[TEXT]
___
Looking beyond Canada
Canada is not the first country to introduce a bill that would force tech companies to pay news media for their content. In 2021, Australia introduced the News Media and Digital Platforms Mandatory Bargaining Code.
Shortly after Australia passed their law, Facebook blocked all news content from its platform in the country while Google warned that the law would affect Australians ability to get the news from their site. A week after Facebook launched a news blackout in Australia, restrictions stopped when both Facebook and Google struck a deal with the government.
How did Australia manage to negotiate with Big Tech while Canada has not? According to Hermida, the fundamental difference is that the law in Australia did not technically ‘designate’ who the law applies for.
“What happened in Australia is that both Meta and Google haven't been designated and instead they made their own private deals with media groups,” he explains. “Because they made private deals, the Australian government then didn't designate them so they were never covered by the law.”
Over 30 commercial agreements between digital platforms and media organisations were signed in Australia accounting for AUD$200 million.
News organisations have invested this money back into their newsrooms. The Australian Broadcasting Corporation, for example, said that it expanded its regional and rural coverage and network of regionally based journalists. The Guardian Australia said its newsroom grew by over 40 journalists. Solstice Media, which owns a number of newspapers in the country, said they were not only able to hire more journalists, but they also invested in professional development for their current staff and upgraded its content management platforms and its video player.
The Australian Facebook news ban also came before legislation passed, giving both parties some leeway to continue negotiations whereas in Canada there is little flexibility as Bill C-18 has already passed.
“The key thing is [Google and Facebook] don't want to be regulated. They don't want to be told to do this,” says Hermida. “They want to be able to do this on their own terms.”
Other countries have failed before. Back in 2014, Google removed news from Spanish publishers from Google News in the country after the government passed a law requiring online aggregators to pay a copyright fee for linking to content created by newspapers and news publishers. The block also prevented users from other countries from finding links to Spanish articles on Google News.
A 2017 study found that this intervention did not have a significant impact on the reach of news sites, but it did increase audience fragmentation. In 2022, Google reopened Google News in Spain after the government changed the legislation allowing media outlets to negotiate directly with the tech giant.
Hermida does not foresee any tech company backing down any time soon in Canada. “The problem now is that the news industry is largely losing out, especially if you're not one of the major players like the Globe and Mail, Toronto Star or CBC,” he says. “It's a death sentence.”
No end in sight?
Big Tech’s fallout with Canadian news comes in the midst of a turning point in Canadian journalism.
The country’s biggest media conglomerates (Postmedia, Québecor and Bell Media) have laid-off hundreds of journalists and reduced their local news offerings in broadcasting and print. Most recently, Metroland, one of Ontario’s biggest newspaper publishers, announced it is cutting more than 600 jobs across its regional papers, around 60% of its total workforce. Amid this challenging environment, the news blackout from Meta is putting local and community journalism under threat.
The government does not seem to be backing down any time soon. The CRTC, the agency responsible for implementing the act, concluded a public consultation this fall to determine the bargaining process between platforms and news organisations. While the results of that consultation have not been made public, the actual bargaining is not set to begin until late-2024 at the earliest.
___
[DATA EXCERPTS]
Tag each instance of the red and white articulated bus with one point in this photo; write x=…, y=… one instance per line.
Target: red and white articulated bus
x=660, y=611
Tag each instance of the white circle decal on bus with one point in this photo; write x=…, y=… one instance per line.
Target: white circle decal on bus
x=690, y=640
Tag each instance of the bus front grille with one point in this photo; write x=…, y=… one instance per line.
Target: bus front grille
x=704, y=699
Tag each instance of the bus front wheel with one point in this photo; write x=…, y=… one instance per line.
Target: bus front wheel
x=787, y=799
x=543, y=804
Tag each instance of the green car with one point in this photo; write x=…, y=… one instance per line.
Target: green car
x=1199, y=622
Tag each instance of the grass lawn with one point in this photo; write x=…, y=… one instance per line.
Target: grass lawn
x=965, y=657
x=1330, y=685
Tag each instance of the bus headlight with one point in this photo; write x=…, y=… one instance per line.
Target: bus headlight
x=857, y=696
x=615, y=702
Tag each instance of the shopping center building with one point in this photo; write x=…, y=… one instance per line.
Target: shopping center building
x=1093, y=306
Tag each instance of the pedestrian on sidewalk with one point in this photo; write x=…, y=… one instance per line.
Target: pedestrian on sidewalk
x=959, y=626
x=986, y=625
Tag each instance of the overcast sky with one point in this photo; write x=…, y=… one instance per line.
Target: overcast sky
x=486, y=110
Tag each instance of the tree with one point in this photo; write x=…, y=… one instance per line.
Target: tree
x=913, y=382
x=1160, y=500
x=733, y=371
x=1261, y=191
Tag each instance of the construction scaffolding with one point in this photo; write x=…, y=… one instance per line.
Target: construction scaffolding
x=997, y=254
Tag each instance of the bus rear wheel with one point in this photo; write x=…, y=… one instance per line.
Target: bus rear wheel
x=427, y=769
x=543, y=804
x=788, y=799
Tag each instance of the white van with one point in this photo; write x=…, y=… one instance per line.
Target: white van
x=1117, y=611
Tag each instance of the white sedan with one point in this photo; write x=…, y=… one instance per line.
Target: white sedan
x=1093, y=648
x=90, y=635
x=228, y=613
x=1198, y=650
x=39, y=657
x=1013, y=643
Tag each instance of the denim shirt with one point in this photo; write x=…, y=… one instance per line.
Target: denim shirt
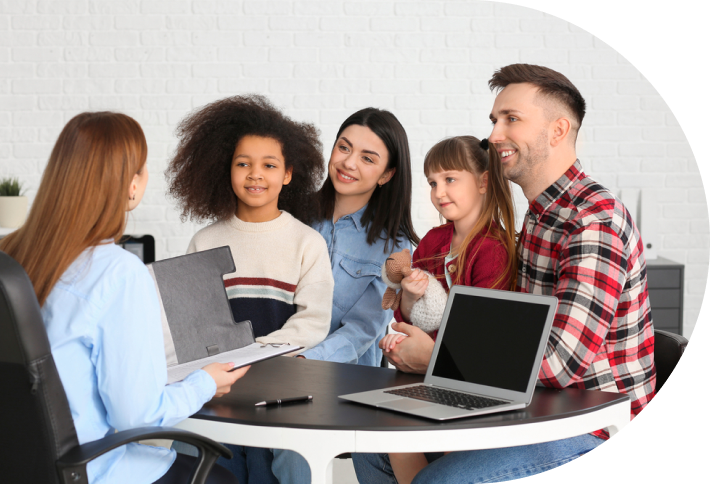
x=358, y=321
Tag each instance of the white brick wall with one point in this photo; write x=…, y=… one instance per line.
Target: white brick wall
x=427, y=61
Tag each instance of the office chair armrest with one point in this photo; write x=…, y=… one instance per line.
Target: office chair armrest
x=72, y=465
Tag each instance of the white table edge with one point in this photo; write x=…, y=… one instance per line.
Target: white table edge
x=319, y=446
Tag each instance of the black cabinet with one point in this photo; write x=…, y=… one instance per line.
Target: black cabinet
x=665, y=291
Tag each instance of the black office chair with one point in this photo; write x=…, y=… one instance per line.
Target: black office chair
x=668, y=356
x=38, y=442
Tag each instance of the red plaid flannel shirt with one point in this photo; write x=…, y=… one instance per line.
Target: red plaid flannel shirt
x=579, y=243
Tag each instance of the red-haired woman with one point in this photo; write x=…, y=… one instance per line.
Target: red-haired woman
x=99, y=303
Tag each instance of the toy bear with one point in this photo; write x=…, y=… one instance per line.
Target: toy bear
x=426, y=313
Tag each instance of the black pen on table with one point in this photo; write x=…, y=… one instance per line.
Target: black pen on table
x=279, y=401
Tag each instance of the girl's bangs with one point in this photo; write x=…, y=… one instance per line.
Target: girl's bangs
x=447, y=155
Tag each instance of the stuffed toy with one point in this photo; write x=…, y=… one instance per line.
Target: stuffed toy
x=426, y=313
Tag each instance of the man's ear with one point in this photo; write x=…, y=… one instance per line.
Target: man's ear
x=560, y=131
x=386, y=176
x=288, y=175
x=483, y=183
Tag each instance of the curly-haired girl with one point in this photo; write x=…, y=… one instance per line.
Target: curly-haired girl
x=254, y=172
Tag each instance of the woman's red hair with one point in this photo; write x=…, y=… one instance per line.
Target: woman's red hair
x=82, y=198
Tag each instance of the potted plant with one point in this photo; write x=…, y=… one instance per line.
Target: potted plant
x=13, y=205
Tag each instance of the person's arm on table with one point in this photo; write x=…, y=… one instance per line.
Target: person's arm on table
x=130, y=362
x=592, y=276
x=413, y=353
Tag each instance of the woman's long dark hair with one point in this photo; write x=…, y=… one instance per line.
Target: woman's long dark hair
x=390, y=207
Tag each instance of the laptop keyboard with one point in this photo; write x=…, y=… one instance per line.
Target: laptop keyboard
x=446, y=397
___
[TASK INSTRUCTIONS]
#1 By how many journalists does the article say The Guardian Australia's newsroom grew?
#2 Please reproduce the article from "Looking beyond Canada" to "law applies for.".
Rely only on the article for what comes next.

[RESULTS]
#1 By over 40 journalists.

#2
Looking beyond Canada
Canada is not the first country to introduce a bill that would force tech companies to pay news media for their content. In 2021, Australia introduced the News Media and Digital Platforms Mandatory Bargaining Code.
Shortly after Australia passed their law, Facebook blocked all news content from its platform in the country while Google warned that the law would affect Australians ability to get the news from their site. A week after Facebook launched a news blackout in Australia, restrictions stopped when both Facebook and Google struck a deal with the government.
How did Australia manage to negotiate with Big Tech while Canada has not? According to Hermida, the fundamental difference is that the law in Australia did not technically ‘designate’ who the law applies for.